◆ **About this task**
Given the records underneath, please repeat exactly the lines from the line with "Phrase: wispy cloud" through the line with "Phrase: tussock grass", passing over any picture.

◆ **Natural language region descriptions**
========================
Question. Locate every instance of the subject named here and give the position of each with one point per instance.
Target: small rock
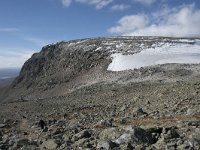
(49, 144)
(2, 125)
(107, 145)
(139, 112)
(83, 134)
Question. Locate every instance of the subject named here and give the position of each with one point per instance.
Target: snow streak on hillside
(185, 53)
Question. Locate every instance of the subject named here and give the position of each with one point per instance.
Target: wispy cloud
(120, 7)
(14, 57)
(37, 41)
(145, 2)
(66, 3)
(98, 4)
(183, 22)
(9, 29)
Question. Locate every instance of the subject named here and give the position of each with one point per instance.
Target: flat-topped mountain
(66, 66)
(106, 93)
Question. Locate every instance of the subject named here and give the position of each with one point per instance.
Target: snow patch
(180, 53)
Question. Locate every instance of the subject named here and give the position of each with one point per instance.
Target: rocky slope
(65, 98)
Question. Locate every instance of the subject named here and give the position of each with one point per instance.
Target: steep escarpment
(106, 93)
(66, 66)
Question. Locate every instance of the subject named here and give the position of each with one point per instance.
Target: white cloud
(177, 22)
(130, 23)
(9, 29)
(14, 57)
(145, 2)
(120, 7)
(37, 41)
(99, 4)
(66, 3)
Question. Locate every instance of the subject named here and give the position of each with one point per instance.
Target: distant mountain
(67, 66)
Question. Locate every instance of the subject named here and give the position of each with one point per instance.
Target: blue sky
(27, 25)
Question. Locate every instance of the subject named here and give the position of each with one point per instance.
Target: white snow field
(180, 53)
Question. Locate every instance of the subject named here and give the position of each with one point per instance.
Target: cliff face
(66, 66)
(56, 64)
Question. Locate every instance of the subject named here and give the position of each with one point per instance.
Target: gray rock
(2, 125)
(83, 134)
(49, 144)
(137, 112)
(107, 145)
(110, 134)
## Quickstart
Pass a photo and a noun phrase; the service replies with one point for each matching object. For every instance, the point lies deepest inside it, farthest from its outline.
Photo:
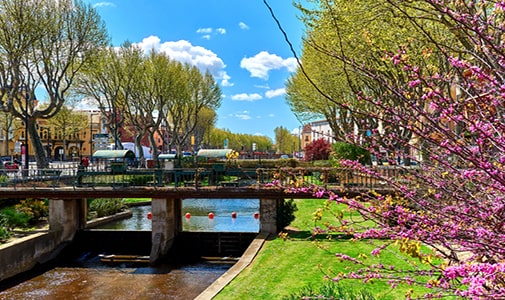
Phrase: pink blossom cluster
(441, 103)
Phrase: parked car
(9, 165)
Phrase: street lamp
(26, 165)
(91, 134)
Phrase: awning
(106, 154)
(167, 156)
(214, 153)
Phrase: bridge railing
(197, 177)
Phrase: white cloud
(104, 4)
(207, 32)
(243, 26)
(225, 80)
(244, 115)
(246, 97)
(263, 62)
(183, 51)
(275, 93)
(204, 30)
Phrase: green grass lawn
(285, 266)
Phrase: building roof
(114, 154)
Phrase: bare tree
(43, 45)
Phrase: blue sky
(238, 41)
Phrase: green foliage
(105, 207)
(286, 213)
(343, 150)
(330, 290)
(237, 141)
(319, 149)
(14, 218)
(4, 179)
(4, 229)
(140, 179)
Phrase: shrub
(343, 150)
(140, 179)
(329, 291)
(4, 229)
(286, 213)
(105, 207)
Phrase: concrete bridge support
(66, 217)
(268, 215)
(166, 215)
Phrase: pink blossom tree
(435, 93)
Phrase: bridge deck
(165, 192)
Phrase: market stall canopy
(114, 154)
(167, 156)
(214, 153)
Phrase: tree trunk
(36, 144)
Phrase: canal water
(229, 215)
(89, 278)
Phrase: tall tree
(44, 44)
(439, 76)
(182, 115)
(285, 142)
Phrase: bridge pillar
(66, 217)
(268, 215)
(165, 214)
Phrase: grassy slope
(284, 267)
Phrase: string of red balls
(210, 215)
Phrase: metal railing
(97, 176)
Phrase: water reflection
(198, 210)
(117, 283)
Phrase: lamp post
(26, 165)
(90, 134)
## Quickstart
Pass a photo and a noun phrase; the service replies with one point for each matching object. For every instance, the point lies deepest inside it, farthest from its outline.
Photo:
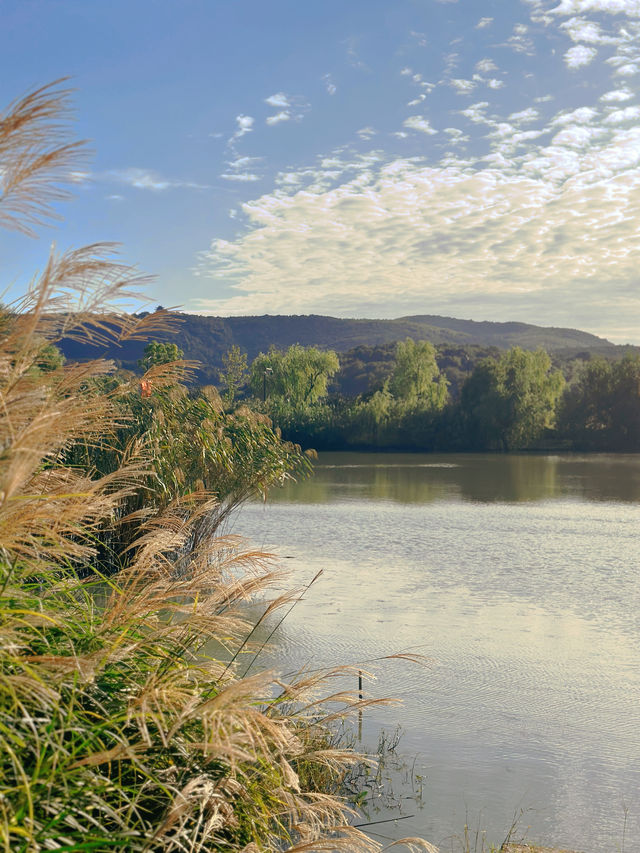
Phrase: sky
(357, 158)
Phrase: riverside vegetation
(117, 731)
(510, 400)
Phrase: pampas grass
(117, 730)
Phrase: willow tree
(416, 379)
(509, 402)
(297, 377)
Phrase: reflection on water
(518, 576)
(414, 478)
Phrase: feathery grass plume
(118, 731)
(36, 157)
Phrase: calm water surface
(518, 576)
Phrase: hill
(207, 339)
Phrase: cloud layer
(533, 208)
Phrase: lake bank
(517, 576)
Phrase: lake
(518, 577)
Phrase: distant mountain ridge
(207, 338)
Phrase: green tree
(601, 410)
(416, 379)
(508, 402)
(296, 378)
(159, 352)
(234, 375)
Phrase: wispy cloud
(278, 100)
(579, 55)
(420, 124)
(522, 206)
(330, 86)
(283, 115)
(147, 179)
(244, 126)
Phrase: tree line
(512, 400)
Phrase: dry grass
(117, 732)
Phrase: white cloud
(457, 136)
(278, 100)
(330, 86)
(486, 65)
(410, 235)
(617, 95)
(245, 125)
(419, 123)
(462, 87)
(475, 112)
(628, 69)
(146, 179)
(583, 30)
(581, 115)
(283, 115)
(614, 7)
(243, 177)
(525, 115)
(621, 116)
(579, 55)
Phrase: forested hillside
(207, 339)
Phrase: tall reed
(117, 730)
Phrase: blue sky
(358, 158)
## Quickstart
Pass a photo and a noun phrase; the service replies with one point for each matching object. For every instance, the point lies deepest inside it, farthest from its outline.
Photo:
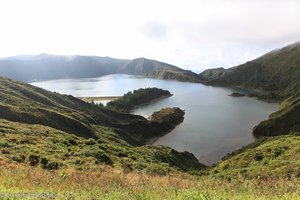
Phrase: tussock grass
========================
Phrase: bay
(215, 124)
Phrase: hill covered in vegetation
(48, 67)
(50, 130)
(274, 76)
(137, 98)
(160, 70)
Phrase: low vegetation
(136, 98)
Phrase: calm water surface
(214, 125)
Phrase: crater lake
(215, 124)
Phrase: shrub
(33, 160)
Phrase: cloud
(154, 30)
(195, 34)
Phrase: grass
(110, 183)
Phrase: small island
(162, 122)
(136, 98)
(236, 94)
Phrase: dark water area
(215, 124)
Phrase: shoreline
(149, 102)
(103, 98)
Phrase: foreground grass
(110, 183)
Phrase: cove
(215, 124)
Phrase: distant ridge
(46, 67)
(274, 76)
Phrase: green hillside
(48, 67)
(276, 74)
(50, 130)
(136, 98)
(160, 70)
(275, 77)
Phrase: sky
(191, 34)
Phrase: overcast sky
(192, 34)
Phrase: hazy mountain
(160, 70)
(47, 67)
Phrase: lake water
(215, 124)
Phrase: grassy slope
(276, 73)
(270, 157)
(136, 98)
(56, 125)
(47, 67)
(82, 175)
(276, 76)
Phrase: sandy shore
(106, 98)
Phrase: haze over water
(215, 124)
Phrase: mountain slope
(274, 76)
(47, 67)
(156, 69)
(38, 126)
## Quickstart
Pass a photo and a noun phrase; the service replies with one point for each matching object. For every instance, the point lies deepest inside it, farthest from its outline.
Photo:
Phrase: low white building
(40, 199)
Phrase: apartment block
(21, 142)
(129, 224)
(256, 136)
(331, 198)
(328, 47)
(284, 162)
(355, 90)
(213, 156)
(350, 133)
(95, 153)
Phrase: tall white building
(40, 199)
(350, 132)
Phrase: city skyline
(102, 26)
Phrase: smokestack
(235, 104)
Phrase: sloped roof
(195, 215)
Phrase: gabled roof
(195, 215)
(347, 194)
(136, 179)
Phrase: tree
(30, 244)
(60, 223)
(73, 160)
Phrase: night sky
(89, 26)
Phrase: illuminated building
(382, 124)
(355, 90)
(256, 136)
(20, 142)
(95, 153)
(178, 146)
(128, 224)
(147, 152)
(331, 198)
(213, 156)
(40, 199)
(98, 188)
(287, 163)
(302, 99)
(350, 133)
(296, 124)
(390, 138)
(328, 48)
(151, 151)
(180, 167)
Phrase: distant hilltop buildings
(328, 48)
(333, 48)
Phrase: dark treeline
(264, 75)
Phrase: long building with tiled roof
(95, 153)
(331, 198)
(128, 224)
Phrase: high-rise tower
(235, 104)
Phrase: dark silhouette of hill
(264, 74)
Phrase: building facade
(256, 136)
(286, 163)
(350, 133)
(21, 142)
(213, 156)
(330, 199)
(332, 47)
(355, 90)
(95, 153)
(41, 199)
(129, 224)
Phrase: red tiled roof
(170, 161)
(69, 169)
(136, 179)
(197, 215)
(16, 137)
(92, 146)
========================
◆ **Expected answer**
Phrase: wispy cloud
(278, 100)
(579, 55)
(420, 124)
(522, 206)
(330, 86)
(283, 115)
(147, 179)
(244, 126)
Phrase: tree line
(512, 400)
Phrase: dry grass
(117, 732)
Phrase: white cloud
(457, 136)
(278, 100)
(330, 86)
(486, 65)
(410, 235)
(617, 95)
(245, 125)
(419, 123)
(462, 87)
(475, 112)
(628, 69)
(146, 179)
(583, 30)
(581, 115)
(283, 115)
(614, 7)
(243, 177)
(525, 115)
(621, 116)
(579, 55)
Phrase: forested hillside
(207, 339)
Phrase: tall reed
(117, 730)
Phrase: blue sky
(358, 158)
## Quickstart
Pass a photo and a noun phrase; the service replies with one point for each matching object. For every instance, the point lies deepest inside it, farthest from its outline.
Photo:
Phrase: tussock grass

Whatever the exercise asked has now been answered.